About this task :: Retype each entry. Leave every word as it is.

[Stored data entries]

>>>

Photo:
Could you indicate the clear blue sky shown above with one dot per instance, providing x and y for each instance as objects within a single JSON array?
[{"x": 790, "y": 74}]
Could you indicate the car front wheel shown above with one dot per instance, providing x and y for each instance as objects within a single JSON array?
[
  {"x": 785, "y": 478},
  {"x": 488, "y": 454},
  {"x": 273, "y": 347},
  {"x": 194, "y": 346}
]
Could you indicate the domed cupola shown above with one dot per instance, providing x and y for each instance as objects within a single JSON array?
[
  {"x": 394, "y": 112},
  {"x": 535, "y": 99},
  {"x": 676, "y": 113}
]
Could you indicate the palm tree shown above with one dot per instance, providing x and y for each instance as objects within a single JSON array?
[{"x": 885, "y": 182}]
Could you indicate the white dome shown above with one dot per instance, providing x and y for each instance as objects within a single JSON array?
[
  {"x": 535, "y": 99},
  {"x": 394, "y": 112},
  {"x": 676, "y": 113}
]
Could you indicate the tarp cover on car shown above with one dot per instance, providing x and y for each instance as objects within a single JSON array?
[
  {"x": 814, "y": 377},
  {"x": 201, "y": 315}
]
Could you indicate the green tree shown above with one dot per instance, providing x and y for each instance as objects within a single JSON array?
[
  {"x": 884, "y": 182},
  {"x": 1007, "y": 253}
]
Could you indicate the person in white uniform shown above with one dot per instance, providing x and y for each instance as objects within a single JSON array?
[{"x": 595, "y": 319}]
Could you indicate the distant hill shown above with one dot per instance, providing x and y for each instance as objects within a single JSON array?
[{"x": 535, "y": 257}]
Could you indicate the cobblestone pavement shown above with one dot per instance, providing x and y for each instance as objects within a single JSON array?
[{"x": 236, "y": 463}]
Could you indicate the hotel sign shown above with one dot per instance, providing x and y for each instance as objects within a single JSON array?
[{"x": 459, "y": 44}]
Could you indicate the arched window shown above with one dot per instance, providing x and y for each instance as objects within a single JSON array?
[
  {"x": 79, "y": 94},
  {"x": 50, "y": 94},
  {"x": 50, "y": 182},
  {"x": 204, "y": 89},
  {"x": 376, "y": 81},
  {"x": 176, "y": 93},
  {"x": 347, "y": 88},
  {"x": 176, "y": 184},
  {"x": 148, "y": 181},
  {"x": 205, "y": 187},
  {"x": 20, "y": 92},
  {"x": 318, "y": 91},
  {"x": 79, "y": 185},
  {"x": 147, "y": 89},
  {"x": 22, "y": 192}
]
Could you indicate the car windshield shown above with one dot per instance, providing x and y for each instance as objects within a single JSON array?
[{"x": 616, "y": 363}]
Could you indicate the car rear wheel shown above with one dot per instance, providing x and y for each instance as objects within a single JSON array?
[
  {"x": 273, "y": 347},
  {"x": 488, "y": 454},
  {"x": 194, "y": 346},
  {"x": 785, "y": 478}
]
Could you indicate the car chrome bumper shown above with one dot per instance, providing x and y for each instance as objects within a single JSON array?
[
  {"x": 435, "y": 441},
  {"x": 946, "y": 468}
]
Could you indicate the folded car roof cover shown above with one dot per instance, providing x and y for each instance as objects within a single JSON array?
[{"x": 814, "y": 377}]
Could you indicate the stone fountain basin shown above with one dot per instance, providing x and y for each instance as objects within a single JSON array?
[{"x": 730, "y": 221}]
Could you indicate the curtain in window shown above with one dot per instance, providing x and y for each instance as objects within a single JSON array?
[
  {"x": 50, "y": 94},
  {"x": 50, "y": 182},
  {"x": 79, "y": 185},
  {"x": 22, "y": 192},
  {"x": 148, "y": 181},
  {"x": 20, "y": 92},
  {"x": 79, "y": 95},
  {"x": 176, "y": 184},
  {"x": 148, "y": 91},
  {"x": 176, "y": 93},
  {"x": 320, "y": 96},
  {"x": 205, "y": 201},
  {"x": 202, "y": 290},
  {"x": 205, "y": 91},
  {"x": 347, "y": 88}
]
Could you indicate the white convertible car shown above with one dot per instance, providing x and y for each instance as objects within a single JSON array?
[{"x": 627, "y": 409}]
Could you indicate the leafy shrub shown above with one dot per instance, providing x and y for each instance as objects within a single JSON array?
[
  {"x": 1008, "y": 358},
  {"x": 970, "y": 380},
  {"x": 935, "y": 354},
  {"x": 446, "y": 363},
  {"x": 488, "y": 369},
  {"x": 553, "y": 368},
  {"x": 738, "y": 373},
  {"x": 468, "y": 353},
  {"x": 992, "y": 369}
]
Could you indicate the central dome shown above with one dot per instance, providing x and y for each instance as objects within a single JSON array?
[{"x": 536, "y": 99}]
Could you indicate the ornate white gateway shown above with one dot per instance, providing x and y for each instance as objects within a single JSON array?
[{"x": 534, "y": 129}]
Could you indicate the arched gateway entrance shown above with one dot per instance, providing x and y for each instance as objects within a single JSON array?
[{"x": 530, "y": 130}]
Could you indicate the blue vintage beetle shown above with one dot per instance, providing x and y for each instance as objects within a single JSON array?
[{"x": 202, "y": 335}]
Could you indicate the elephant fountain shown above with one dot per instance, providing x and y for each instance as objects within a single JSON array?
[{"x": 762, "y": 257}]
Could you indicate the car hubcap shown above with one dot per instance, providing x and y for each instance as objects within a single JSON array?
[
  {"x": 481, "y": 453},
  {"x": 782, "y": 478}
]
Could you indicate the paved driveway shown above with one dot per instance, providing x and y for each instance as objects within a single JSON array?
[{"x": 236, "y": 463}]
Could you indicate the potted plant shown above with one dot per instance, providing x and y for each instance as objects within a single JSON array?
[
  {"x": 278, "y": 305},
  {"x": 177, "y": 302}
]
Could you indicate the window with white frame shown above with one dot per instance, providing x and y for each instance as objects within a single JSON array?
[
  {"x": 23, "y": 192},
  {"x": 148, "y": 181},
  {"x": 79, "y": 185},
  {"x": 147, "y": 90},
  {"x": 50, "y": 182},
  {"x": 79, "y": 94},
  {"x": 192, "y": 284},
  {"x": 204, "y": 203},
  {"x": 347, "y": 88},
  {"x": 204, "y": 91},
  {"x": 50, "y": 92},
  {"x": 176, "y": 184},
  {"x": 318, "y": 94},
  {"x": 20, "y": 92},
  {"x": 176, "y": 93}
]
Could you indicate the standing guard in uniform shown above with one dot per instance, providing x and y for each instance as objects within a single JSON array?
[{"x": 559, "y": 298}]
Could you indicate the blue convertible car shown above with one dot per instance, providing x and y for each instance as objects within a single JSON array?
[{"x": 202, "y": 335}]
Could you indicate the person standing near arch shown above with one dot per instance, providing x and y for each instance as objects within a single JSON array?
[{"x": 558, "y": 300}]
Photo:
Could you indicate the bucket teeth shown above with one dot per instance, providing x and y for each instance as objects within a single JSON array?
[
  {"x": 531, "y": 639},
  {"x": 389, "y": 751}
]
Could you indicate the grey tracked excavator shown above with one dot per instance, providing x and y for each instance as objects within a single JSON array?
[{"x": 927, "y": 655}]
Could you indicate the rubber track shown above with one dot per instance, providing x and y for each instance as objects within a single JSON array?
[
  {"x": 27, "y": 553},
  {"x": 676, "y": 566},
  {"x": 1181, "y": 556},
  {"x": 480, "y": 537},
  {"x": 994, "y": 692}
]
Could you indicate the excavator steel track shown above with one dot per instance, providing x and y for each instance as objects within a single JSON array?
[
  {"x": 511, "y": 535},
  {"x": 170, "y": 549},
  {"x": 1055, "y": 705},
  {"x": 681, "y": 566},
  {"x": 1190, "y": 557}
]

<<<

Written response ::
Photo:
Could you indicate the clear blue sky shown above with one dot per instance, providing x and y for each instance as objects within a single JSON array?
[{"x": 790, "y": 74}]
Could you indicate the car front wheel shown above with one dot per instance, providing x and y for each instance as objects within a single JSON array?
[
  {"x": 785, "y": 478},
  {"x": 488, "y": 454},
  {"x": 273, "y": 347},
  {"x": 194, "y": 346}
]
Could you indicate the domed cupola shown above with one dot per instance, providing x and y for each instance as objects within a single JSON array?
[
  {"x": 394, "y": 112},
  {"x": 535, "y": 99},
  {"x": 676, "y": 113}
]
Could you indicate the palm tree shown above with one dot per instance, providing x and y for each instance as objects within a single JSON array?
[{"x": 885, "y": 182}]
Could you indicate the white dome shown above with one dot per instance, providing x and y for each instance as objects within a single JSON array?
[
  {"x": 535, "y": 99},
  {"x": 394, "y": 112},
  {"x": 676, "y": 113}
]
Could you indicate the tarp cover on car shown above with one dot per instance, providing x and y for each instance as objects within a single JSON array?
[
  {"x": 814, "y": 377},
  {"x": 201, "y": 315}
]
Could you indicate the green tree shown above with one dot per instance, providing x and y for each instance as objects within a single JSON array?
[
  {"x": 884, "y": 182},
  {"x": 1007, "y": 253}
]
Could you indicate the person in white uniform shown above with one dot per instance, providing x and y for each instance as objects within a single JSON array?
[{"x": 595, "y": 319}]
Could you indicate the distant hill shown above with one dot per instance, providing x and y for each instance as objects within a single JSON array?
[{"x": 535, "y": 257}]
Could you indicate the cobblestone pavement shown above with one dot per instance, providing x and y for each instance as objects within a single JSON array?
[{"x": 236, "y": 463}]
Could you indicate the hotel sign shown above with one dot per instance, providing x and y for each instance as objects within a single JSON array?
[{"x": 459, "y": 44}]
Could you indicate the arched window shown above with one dot per instance, providing x and y for each instance as objects within a single JSON array?
[
  {"x": 79, "y": 94},
  {"x": 50, "y": 94},
  {"x": 50, "y": 182},
  {"x": 204, "y": 89},
  {"x": 376, "y": 81},
  {"x": 176, "y": 93},
  {"x": 347, "y": 88},
  {"x": 176, "y": 184},
  {"x": 148, "y": 181},
  {"x": 205, "y": 187},
  {"x": 20, "y": 92},
  {"x": 318, "y": 91},
  {"x": 79, "y": 185},
  {"x": 147, "y": 89},
  {"x": 22, "y": 192}
]
Could you indicate the car windshield shown above with one dot per instance, providing x and y for each instance as objects within a single JSON array?
[{"x": 616, "y": 363}]
Could you indicate the car rear wheel shown above with one dot per instance, providing x and y for each instance as objects within a single JSON array?
[
  {"x": 273, "y": 347},
  {"x": 488, "y": 454},
  {"x": 194, "y": 346},
  {"x": 785, "y": 478}
]
Could you indicate the car chrome bumper shown above with one dot per instance, providing x and y for each instance as objects within a single JSON array?
[
  {"x": 435, "y": 441},
  {"x": 946, "y": 468}
]
Could you indicate the folded car roof cover shown above with one dot per instance, providing x and y for each instance as objects within a single JSON array?
[{"x": 814, "y": 377}]
Could you indicate the stone fountain basin shown above with one dot per instance, providing x and y for each instance as objects within a single JSON array?
[{"x": 730, "y": 221}]
Could you indicate the curtain in window shown above with one dot per instance, providing x and y for each instance as objects within a single JSON array?
[
  {"x": 50, "y": 94},
  {"x": 50, "y": 182},
  {"x": 79, "y": 185},
  {"x": 22, "y": 192},
  {"x": 148, "y": 181},
  {"x": 20, "y": 92},
  {"x": 79, "y": 95},
  {"x": 176, "y": 184},
  {"x": 148, "y": 91},
  {"x": 176, "y": 93},
  {"x": 320, "y": 96},
  {"x": 205, "y": 201},
  {"x": 202, "y": 290},
  {"x": 205, "y": 91},
  {"x": 347, "y": 88}
]
Could you indicate the white convertible car shown above with one dot per instance, providing x and y for each instance as objects within a single JSON array?
[{"x": 627, "y": 409}]
Could you indicate the leafy shrub shown above with one dot per instance, providing x and y for each instance as objects within a single JSON array?
[
  {"x": 1008, "y": 358},
  {"x": 970, "y": 380},
  {"x": 935, "y": 354},
  {"x": 446, "y": 363},
  {"x": 488, "y": 369},
  {"x": 553, "y": 368},
  {"x": 738, "y": 373},
  {"x": 468, "y": 353},
  {"x": 992, "y": 369}
]
Could you indicate the central dome shown above with one dot per instance, providing x and y for each instance as objects within a single JSON array?
[{"x": 536, "y": 99}]
Could you indicate the ornate white gateway shown above with one dot per instance, providing x and y for each instance as objects within a single JSON array?
[{"x": 534, "y": 129}]
Could you indicate the arched gateway entrance shown above with one dot per instance, providing x and y for each instance as objects within a single JSON array?
[{"x": 530, "y": 130}]
Could you indicate the blue vintage beetle shown above with one dot per instance, providing x and y for each instance as objects within a single JSON array?
[{"x": 202, "y": 335}]
Could you indicate the elephant fountain shown above with one dot per instance, providing x and y for each instance as objects within a single JSON array?
[{"x": 762, "y": 257}]
Could you indicate the car hubcap shown above with one dot per instance, providing x and y for each instance as objects within a single JSON array?
[
  {"x": 481, "y": 453},
  {"x": 782, "y": 478}
]
Could you indicate the paved driveway shown above with one dot per instance, providing x and y for each instance as objects within a single JSON array?
[{"x": 236, "y": 463}]
Could you indicate the potted plant shown above with one dot per instance, providing x and y for each instance as objects within a single JSON array?
[
  {"x": 278, "y": 305},
  {"x": 177, "y": 302}
]
Could you indicate the window with white frame shown above with one dot per instance, providing x and y for each instance as objects within a single JSON array?
[
  {"x": 23, "y": 192},
  {"x": 148, "y": 181},
  {"x": 79, "y": 185},
  {"x": 147, "y": 90},
  {"x": 50, "y": 182},
  {"x": 79, "y": 94},
  {"x": 192, "y": 284},
  {"x": 204, "y": 203},
  {"x": 347, "y": 88},
  {"x": 204, "y": 91},
  {"x": 50, "y": 92},
  {"x": 176, "y": 184},
  {"x": 318, "y": 94},
  {"x": 20, "y": 92},
  {"x": 176, "y": 93}
]
Could you indicate the standing guard in uniform shown above with one dot per instance, providing x and y for each instance as objects within a single JSON array?
[{"x": 559, "y": 298}]
Could you indicate the blue convertible car shown above with one dot per instance, providing x and y for each instance as objects within a single JSON array?
[{"x": 202, "y": 335}]
Could you indicate the person standing near arch shown above with one dot per instance, providing x and y for each instance as objects within a single JSON array?
[{"x": 558, "y": 300}]
Photo:
Could you indicate the bucket teeth shown above with one dot per instance, providing x and y for each instance as objects within a single JSON array?
[
  {"x": 531, "y": 639},
  {"x": 389, "y": 751}
]
Could you indicate the grey tracked excavator shown above with one dot per instance, providing x and y for each instance as objects within a single JSON array?
[{"x": 927, "y": 655}]
Could you indicate the rubber track shown above with one dot per instance, providing x and y for each instance as objects within a single JSON array?
[
  {"x": 27, "y": 553},
  {"x": 676, "y": 566},
  {"x": 1181, "y": 556},
  {"x": 480, "y": 537},
  {"x": 994, "y": 692}
]
Could you indicate the excavator steel track shown above with one dot per instance, providing x and y for each instance as objects within a single JSON array?
[
  {"x": 511, "y": 535},
  {"x": 170, "y": 549},
  {"x": 1055, "y": 705},
  {"x": 681, "y": 566},
  {"x": 1190, "y": 557}
]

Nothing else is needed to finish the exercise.